##### EXCERPT #####

IS VISTA up to scratch yet for games?

Not had a single issue on Vista x32 Home Premium so far. I only have a few older games as I game on the 360 instead. AoE II & III, GTA: San Andreas, GTA: Vice City, C&C3, Mafia - all these games run fine with no issues at all.
 
I have been using Vista since the beta and apart from buggy drivers at the beginning everything has been fine for me. I havnt noticed any reduction in FPS from XP.
 
For me, Vista is as fast as XP and more responsive on the desktop, as for games, I would say its almost there, Crysis in XP is a lot faster for me, well not a lot, but its very choppy in Vista at max, 1680x1050, no aa.
 
Vista for me sucks unfortunately :(

I lost around 25fps on average on CS:S going from XP 32bit to Vista 64bit (This is with exactly the same settings and the same GFX Card Driver version)
 
Vista has nothing over XP except more instability and feature you wont use after two days, it s a bloated system hog, stick with XP.

so far(bar some nvidia drivers) i find most crashes from say gfx drivers issues with games tend to be crash to desktops. i get far far far fewer bluescreens on vista than i ever got on xp when it was first around.

vista is as stable or more stable than xp from my experience, and from anyone that seems to actually USE vista rather than comment on other people talking bout how it ran a year ago in beta.

there were 3-4 drivers missing on release, creative and the like, yet sound still worked, just not great, nothings been a problem since i moved months ago. gaming is at worst 4-5% slower in dx9, in dx10 its inbetween 7000% and infinity % faster, as xp can not do dx10. there are noticable differences in some games with dx10, not monumental and game changing, but they are there already and will only get more pronounced. theres zero reason to not use vista right now. yes, i personally don't use anything thats vista specific, the alt tab windows on an angle, useless, but pretty, once. preview windows on taskbar, useless, but pretty. aero, prettier, i turned it off at first, reinstalled, didn't turn off, prefer, not a huge deal. only real reason i'm on vista is, its what everyone will be using in a year, it won't be any different, no reason to not play in dx10 for a year to spite M$.

#####

TASK SET:
A) Answer these from the Vista gaming thread:
(i) Which version of Vista does the first poster run?
(ii) Roughly how many frames per second were lost on average in CS:S after moving from XP 32bit to Vista 64bit?
(iii) At what resolution is Crysis described as very choppy in Vista?
B) Copy out everything from "Vista for me" down to "was first around." in the Vista gaming thread, switching "bloated system hog" to "heavy resource drain".
C) Go on with the Vista gaming thread from the point where it ends.

##### PROVIDED INFORMATION #####

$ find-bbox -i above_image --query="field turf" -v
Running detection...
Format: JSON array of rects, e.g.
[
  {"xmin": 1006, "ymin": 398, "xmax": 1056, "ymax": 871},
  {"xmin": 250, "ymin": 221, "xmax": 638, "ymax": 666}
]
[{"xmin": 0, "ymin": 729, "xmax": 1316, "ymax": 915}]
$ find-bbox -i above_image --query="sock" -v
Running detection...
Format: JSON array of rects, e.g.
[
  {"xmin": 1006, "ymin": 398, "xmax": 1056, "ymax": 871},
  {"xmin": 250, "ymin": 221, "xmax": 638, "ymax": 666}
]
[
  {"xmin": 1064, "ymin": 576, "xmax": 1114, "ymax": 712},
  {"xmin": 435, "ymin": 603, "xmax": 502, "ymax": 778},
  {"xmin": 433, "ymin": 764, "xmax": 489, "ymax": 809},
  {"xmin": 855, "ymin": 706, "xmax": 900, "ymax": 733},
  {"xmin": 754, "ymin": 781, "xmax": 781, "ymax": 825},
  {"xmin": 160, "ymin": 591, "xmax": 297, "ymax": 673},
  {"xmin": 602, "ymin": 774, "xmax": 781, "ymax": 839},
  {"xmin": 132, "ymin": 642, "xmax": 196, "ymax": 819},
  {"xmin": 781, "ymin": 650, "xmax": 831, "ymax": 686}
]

#####

TASK RESPONSES:
A)
(i) Vista x32 Home Premium
(ii) Around 25fps
(iii) 1680x1050

B)
Vista for me sucks unfortunately :(

I lost around 25fps on average on CS:S going from XP 32bit to Vista 64bit (This is with exactly the same settings and the same GFX Card Driver version)
 
Vista has nothing over XP except more instability and feature you wont use after two days, it s a heavy resource drain, stick with XP.

so far(bar some nvidia drivers) i find most crashes from say gfx drivers issues with games tend to be crash to desktops. i get far far far fewer bluescreens on vista than i ever got on xp when it was first around.

C)
 
Fact is you got to go vista for dx10 because Bill is blackmailing you to upgrade from xp, though I find when it crashes every half hour or so, you can recover & carry on without a reset.
Vista is like a Lada with air-con, like its nice to be cool but you aint going get anywhere very fast!
 
Another thumbs up from me for vista ultimate, not 1 single crash from release day:) All the games I have tried run fine. Quake wars, lh, MOH airbourne, bioshock, ghost recon 2, supreme commander and oblivioin. The only game i have had problems with is stalker, slow downs were dreadful.
 
I'm dual booting XP/Vista but keep finding myself going back to XP for 2 reasons:
1) Vista takes about 30secs longer to boot up and at least twice as long to shut down

2) Every time I unrar something I get the UAC bugging me. I know I can turn it off but I'd much prefer it if I could add winrar to some sort of exceptions list like a firewall, but I can't find anything.

Anyway, until those 2 things are fixed I'll be sticking to XP
 
Vista is very resource hungry and has'nt offered me anything I could'nt do with XP. Got a dual boot setup and find myself constantly booting into XP.

Until MS stop supporting XP, I will be sticking with it. Having said that I'm not saying Vista is bad, its just that it does'nt offer me anything new or ground breaking in terms of funtionality.

Maybe when the DX10 games really do take a leap over the DX9 games in performance, that may start convincing more people its worth the change.
 
you know where the ignore tab is.;)

added ;)

For people who have issues with Vista, the main causes seem to be:

1) User Ignorance
2) Operator Error
3) Lack of 3rd party drivers for some (usually old) hardware
.
.
.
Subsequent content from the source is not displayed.